>>>

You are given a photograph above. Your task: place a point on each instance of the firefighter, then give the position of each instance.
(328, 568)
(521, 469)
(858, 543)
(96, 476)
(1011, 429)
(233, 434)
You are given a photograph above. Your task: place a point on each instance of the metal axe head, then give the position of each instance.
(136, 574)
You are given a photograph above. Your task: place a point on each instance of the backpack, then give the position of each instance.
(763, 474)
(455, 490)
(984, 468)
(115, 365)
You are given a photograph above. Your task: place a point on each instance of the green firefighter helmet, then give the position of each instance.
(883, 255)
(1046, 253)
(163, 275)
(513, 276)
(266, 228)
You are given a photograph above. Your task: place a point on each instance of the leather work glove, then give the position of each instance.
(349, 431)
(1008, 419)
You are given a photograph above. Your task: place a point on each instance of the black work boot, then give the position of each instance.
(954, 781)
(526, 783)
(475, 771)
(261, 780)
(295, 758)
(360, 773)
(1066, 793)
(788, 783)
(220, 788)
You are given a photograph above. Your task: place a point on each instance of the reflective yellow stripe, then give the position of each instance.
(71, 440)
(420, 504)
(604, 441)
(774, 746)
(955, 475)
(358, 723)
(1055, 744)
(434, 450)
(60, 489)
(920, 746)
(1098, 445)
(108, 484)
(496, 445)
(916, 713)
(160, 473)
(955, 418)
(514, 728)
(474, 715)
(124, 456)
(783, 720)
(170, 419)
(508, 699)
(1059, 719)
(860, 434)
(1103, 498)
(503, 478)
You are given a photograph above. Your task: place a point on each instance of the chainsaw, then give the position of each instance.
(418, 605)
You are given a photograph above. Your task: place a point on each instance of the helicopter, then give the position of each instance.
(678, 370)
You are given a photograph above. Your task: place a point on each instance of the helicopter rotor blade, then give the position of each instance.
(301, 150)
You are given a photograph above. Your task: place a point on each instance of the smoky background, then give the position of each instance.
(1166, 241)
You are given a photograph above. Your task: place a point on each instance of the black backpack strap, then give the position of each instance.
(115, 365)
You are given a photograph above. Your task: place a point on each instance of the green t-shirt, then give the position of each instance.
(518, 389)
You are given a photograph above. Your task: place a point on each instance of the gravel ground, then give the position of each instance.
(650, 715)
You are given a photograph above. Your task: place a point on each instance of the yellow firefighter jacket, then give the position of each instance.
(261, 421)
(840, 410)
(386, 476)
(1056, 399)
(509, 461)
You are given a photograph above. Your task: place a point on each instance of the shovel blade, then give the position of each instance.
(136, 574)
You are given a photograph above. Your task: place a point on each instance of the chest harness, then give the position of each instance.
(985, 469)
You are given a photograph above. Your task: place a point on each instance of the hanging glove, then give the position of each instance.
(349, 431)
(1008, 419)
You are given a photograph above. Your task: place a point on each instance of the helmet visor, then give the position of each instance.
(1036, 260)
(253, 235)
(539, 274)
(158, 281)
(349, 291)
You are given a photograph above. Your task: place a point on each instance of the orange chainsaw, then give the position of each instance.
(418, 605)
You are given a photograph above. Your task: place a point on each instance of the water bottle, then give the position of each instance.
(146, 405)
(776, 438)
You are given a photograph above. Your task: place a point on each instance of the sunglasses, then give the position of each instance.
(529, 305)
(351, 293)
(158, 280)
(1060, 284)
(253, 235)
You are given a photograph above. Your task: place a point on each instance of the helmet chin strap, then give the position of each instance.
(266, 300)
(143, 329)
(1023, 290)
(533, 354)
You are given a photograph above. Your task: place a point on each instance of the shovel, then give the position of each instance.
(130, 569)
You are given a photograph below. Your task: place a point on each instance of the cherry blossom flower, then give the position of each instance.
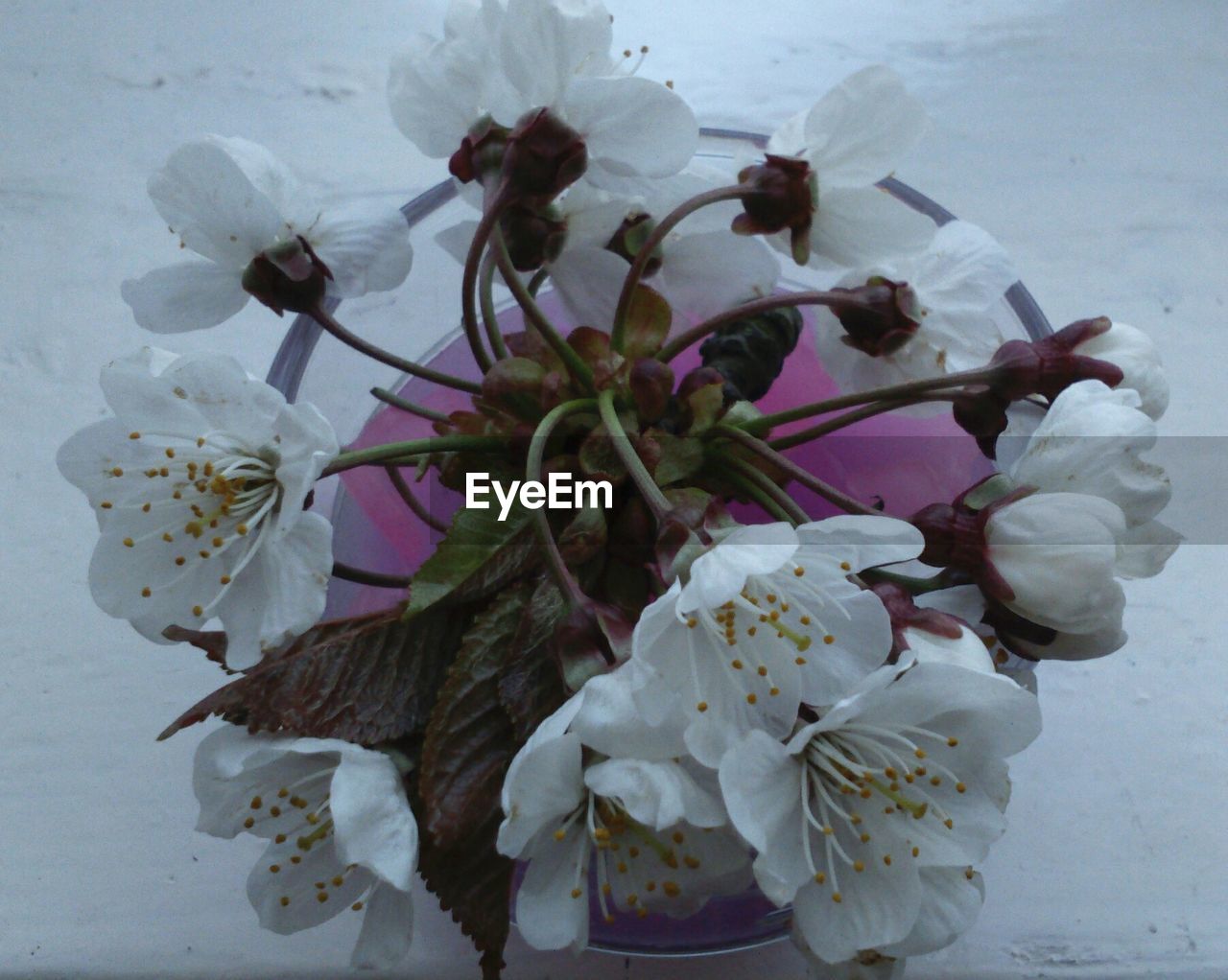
(500, 62)
(956, 280)
(854, 136)
(200, 482)
(768, 620)
(645, 834)
(342, 835)
(240, 209)
(1090, 442)
(871, 818)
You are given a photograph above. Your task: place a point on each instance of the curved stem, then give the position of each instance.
(797, 473)
(365, 577)
(849, 418)
(540, 522)
(485, 297)
(793, 513)
(329, 323)
(535, 315)
(404, 404)
(393, 451)
(752, 493)
(897, 394)
(658, 235)
(412, 500)
(648, 486)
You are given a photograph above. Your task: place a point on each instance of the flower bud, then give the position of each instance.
(533, 236)
(544, 156)
(784, 196)
(289, 275)
(482, 152)
(880, 317)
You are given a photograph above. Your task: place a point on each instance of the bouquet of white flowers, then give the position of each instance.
(684, 688)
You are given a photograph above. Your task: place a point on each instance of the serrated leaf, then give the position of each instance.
(367, 679)
(469, 739)
(648, 323)
(531, 687)
(479, 555)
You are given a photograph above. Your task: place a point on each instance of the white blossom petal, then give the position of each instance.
(188, 296)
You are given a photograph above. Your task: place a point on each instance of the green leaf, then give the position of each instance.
(366, 679)
(648, 323)
(479, 555)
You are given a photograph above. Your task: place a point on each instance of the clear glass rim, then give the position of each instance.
(292, 360)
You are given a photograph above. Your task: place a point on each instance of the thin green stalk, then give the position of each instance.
(390, 452)
(539, 319)
(766, 482)
(797, 473)
(753, 493)
(636, 471)
(658, 235)
(486, 300)
(533, 472)
(329, 323)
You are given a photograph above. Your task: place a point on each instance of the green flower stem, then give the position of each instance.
(393, 452)
(636, 471)
(850, 418)
(658, 235)
(753, 309)
(495, 200)
(413, 502)
(404, 404)
(533, 472)
(753, 493)
(794, 515)
(535, 315)
(895, 393)
(797, 473)
(486, 300)
(329, 323)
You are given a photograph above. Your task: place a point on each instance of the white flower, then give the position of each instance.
(854, 136)
(231, 200)
(956, 280)
(200, 484)
(862, 817)
(1057, 555)
(341, 831)
(539, 53)
(654, 834)
(1136, 355)
(768, 620)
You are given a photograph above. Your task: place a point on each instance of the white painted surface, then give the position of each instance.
(1090, 136)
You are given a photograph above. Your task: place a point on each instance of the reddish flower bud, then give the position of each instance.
(1051, 365)
(544, 156)
(533, 236)
(880, 317)
(288, 276)
(784, 196)
(482, 152)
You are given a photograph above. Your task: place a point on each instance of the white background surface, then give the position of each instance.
(1091, 138)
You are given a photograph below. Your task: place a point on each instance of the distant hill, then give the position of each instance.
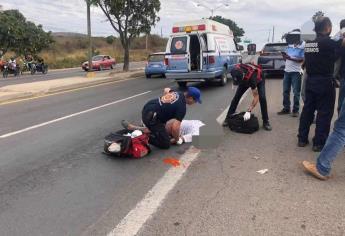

<<<

- [WORK TO COMPLETE] Collect each line of the material above in which the string "yellow" appears.

- [REPLY]
You are given a photograph above. Your task: place a point on each instance of the reflective yellow stripe, then give the position of each instance.
You are given a photograph above. Your task: place a point on each instance of the yellow firefighter jacket, then give the position of each instance.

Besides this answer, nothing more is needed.